Dataset entries:
_ _ _ _ _

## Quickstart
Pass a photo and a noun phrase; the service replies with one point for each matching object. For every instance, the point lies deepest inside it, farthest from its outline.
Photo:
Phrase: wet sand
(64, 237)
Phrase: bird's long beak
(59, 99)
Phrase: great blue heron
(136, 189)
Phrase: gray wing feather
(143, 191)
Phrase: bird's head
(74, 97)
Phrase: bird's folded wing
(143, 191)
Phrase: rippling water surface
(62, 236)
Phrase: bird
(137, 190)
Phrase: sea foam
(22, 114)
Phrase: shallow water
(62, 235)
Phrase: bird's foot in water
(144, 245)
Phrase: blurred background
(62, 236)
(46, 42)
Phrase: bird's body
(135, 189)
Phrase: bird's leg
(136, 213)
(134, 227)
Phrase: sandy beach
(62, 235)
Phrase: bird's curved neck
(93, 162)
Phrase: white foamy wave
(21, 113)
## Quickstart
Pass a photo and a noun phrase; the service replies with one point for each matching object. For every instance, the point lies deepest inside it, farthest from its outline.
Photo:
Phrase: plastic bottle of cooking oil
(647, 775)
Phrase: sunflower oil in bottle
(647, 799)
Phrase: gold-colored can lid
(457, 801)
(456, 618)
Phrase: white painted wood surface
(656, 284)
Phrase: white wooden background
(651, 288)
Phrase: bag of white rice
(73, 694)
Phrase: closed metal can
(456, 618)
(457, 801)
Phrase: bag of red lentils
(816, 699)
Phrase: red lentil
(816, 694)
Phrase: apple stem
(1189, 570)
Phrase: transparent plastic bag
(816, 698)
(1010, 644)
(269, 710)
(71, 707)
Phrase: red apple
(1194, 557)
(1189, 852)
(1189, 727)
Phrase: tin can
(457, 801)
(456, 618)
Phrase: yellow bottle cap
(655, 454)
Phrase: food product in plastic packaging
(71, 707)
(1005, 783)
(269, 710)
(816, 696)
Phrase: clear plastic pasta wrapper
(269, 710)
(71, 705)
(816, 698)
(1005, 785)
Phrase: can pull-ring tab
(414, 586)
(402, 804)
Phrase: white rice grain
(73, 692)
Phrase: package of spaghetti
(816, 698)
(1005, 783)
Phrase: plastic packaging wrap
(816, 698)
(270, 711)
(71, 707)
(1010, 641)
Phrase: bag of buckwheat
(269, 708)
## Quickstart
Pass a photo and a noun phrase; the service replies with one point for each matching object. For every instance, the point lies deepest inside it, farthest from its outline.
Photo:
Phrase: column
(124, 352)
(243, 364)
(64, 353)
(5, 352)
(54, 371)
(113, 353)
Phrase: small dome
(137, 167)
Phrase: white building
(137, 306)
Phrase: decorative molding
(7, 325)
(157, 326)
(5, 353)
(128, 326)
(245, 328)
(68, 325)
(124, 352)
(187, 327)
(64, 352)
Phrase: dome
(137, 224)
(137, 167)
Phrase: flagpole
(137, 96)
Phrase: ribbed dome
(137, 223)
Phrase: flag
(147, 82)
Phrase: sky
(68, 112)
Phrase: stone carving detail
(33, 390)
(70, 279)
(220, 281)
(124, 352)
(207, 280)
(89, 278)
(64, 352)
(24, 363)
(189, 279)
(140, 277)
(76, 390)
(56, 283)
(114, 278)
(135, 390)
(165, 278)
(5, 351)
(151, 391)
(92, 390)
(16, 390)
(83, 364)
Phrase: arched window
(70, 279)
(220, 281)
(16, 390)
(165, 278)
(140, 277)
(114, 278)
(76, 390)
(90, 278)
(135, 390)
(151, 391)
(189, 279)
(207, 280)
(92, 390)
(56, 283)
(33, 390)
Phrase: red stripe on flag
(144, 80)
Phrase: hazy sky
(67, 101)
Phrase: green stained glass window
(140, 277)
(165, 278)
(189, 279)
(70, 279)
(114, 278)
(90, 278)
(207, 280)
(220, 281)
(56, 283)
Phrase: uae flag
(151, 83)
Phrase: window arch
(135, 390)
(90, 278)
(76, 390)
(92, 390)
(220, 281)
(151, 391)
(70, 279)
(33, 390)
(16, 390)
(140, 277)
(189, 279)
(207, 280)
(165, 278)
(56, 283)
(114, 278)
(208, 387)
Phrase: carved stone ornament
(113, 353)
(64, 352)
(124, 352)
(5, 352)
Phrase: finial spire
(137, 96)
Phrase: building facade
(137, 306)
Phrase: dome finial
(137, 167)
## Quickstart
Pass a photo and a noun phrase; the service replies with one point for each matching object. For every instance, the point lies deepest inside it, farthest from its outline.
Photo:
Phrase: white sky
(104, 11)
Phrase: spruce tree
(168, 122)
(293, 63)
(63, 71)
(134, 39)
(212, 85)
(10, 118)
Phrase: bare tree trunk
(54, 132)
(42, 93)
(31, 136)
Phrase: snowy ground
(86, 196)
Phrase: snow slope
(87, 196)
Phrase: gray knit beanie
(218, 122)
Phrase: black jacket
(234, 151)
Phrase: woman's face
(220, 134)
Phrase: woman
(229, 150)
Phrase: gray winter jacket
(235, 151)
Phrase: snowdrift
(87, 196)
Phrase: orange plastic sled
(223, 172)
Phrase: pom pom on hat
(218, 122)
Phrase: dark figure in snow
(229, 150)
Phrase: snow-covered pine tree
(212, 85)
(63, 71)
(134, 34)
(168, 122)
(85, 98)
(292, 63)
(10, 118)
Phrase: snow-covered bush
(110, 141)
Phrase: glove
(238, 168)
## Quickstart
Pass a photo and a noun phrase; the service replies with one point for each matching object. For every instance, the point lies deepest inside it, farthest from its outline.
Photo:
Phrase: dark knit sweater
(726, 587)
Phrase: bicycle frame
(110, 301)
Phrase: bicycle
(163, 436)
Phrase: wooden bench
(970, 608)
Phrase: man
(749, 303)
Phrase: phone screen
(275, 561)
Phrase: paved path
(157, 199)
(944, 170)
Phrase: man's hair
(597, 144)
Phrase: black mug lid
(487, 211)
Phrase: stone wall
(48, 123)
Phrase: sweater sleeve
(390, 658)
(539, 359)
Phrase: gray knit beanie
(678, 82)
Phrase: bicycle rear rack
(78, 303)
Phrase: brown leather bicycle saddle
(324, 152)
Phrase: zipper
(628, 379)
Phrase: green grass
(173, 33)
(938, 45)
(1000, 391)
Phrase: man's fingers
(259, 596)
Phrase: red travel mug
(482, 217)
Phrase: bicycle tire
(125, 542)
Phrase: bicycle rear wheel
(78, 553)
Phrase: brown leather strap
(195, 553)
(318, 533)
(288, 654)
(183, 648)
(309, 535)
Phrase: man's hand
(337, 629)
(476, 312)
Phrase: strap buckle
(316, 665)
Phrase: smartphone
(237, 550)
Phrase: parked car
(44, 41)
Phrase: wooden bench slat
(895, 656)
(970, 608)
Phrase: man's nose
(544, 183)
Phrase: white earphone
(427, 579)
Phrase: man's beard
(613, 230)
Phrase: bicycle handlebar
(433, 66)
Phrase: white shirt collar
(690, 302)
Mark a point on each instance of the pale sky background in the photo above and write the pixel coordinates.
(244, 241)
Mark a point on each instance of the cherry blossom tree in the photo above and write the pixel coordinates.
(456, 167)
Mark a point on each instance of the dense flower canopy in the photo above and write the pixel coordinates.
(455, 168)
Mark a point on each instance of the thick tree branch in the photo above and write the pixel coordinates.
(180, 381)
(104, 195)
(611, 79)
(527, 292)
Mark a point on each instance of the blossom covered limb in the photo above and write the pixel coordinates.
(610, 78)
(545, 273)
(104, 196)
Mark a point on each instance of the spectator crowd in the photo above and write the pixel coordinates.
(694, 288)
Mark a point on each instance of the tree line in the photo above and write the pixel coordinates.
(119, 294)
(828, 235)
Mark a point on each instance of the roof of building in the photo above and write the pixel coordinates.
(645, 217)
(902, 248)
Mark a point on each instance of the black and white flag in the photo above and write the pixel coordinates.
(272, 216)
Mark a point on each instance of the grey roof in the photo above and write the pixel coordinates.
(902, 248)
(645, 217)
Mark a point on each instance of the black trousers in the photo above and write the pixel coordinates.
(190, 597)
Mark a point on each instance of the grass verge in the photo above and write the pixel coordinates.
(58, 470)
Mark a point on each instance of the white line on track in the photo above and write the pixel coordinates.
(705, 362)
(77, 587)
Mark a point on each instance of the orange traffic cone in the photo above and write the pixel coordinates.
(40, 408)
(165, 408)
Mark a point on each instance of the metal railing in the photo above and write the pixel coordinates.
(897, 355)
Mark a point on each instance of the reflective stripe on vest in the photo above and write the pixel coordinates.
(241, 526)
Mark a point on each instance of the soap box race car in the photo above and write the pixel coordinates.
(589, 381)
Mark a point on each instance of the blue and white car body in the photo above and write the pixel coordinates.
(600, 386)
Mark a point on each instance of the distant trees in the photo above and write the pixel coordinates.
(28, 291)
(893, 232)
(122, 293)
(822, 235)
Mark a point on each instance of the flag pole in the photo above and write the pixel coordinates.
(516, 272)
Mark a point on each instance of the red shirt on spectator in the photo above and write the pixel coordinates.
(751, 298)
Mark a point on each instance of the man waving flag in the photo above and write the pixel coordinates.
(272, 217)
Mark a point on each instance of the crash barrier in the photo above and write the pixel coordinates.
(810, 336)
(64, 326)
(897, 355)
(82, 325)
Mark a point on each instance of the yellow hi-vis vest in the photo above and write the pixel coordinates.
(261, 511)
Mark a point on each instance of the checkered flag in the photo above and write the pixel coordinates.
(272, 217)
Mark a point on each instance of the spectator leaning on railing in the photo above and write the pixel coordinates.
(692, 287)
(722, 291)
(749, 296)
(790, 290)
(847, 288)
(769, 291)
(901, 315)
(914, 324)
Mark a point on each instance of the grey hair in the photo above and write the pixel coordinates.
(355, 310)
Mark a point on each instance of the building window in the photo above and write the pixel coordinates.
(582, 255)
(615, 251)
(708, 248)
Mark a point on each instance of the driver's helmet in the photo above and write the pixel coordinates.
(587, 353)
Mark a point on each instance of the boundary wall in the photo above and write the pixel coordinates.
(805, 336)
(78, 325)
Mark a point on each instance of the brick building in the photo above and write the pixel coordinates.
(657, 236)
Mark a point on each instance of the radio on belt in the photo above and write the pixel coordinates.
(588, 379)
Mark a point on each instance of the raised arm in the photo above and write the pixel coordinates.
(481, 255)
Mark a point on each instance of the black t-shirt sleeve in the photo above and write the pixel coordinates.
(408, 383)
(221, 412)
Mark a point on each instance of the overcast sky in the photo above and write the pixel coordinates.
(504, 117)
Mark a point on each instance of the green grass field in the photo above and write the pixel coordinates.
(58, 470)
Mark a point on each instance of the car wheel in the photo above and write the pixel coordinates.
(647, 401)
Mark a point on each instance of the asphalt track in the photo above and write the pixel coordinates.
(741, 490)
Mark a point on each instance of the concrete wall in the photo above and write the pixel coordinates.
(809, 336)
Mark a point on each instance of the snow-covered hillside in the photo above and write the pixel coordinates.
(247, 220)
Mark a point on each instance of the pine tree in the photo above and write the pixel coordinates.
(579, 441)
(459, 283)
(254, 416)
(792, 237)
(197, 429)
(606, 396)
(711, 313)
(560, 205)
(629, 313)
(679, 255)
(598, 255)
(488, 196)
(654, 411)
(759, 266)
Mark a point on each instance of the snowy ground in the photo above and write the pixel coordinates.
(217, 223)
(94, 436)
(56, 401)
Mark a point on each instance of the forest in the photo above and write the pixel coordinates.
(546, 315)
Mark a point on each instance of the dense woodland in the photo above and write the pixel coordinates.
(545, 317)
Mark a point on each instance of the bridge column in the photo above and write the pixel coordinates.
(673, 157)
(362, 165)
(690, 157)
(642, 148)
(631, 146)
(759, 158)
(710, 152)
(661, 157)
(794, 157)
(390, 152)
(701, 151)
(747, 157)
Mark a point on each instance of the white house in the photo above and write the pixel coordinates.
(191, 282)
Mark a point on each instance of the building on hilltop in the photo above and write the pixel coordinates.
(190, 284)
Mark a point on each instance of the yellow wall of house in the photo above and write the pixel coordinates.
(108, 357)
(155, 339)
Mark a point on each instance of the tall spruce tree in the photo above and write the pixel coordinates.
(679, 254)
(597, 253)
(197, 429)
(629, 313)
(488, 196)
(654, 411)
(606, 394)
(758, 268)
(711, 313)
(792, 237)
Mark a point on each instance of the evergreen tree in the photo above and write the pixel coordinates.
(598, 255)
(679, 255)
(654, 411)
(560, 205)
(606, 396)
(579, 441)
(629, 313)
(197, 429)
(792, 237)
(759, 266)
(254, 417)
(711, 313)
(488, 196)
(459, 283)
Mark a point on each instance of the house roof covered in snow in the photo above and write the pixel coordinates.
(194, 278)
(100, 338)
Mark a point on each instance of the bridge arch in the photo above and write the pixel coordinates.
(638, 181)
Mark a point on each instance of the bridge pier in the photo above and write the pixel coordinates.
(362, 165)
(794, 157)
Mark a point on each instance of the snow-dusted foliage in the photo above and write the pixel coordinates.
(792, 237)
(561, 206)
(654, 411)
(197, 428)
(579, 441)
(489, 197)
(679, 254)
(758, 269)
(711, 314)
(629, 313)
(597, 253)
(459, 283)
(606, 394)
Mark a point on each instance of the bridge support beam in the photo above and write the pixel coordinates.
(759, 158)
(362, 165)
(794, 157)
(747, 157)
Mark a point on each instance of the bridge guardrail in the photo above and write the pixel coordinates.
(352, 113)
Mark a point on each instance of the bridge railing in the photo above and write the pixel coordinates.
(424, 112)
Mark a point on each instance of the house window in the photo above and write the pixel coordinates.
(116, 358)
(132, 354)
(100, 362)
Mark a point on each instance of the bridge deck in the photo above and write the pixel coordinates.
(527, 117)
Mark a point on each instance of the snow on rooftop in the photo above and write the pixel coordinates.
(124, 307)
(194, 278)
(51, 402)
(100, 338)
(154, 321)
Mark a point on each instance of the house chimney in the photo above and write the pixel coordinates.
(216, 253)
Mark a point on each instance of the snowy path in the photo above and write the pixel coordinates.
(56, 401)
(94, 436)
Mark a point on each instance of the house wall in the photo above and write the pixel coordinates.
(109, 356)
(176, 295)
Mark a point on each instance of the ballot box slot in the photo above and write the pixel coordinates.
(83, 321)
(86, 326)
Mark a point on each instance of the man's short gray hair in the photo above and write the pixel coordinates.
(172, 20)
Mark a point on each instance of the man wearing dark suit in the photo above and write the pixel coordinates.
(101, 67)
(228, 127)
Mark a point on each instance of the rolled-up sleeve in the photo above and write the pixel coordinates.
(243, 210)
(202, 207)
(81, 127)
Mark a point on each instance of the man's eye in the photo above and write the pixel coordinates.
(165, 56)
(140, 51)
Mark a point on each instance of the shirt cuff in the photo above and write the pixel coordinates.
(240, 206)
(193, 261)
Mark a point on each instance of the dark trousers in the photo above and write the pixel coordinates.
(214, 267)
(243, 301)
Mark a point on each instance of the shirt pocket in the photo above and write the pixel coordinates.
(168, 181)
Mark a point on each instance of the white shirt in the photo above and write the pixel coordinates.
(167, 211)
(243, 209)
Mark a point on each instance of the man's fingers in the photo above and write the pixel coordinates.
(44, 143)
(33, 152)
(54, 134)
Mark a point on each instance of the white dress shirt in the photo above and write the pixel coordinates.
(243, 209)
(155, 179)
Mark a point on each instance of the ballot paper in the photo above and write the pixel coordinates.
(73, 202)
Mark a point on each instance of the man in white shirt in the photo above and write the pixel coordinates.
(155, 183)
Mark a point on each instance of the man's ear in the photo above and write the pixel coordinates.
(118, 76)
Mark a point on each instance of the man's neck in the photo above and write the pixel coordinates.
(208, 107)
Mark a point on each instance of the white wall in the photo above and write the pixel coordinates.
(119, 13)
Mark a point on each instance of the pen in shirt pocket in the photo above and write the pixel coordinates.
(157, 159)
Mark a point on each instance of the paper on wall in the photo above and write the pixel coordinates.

_ _ _ _ _

» Instruction: Output exactly the lines from the one containing "Mark a point on each instance of the dark" through the last line of the entries, both ends included.

» Result of this task:
Mark a point on each instance of the dark trousers in the photo above and write the pixel coordinates.
(214, 267)
(243, 301)
Mark a point on each instance of the shirt pocket in the photo above and write the pixel coordinates.
(168, 181)
Mark a point on each instance of the white shirt in the photo above and write the pixel coordinates.
(167, 211)
(243, 209)
Mark a point on each instance of the man's fingers in the photo above and write the pixel coordinates.
(44, 143)
(33, 152)
(54, 134)
Mark a point on each instance of the white dress shirt in the photo above and write the pixel coordinates.
(243, 209)
(155, 179)
Mark a point on each instance of the ballot paper in the photo above and write the pixel coordinates.
(73, 202)
Mark a point on each instance of the man in white shirt in the photo above and write the pixel coordinates.
(155, 183)
Mark a point on each instance of the man's ear in the photo above and write the pixel coordinates.
(118, 76)
Mark a point on each instance of the man's neck in the photo above and write the pixel coordinates.
(208, 107)
Mark a point on each instance of the white wall in the photo above and write the pixel coordinates.
(119, 13)
Mark a point on each instance of the pen in shirt pocket in the photo above and write the pixel coordinates.
(157, 159)
Mark a point on each instance of the paper on wall in the photo above and write the pixel coordinates.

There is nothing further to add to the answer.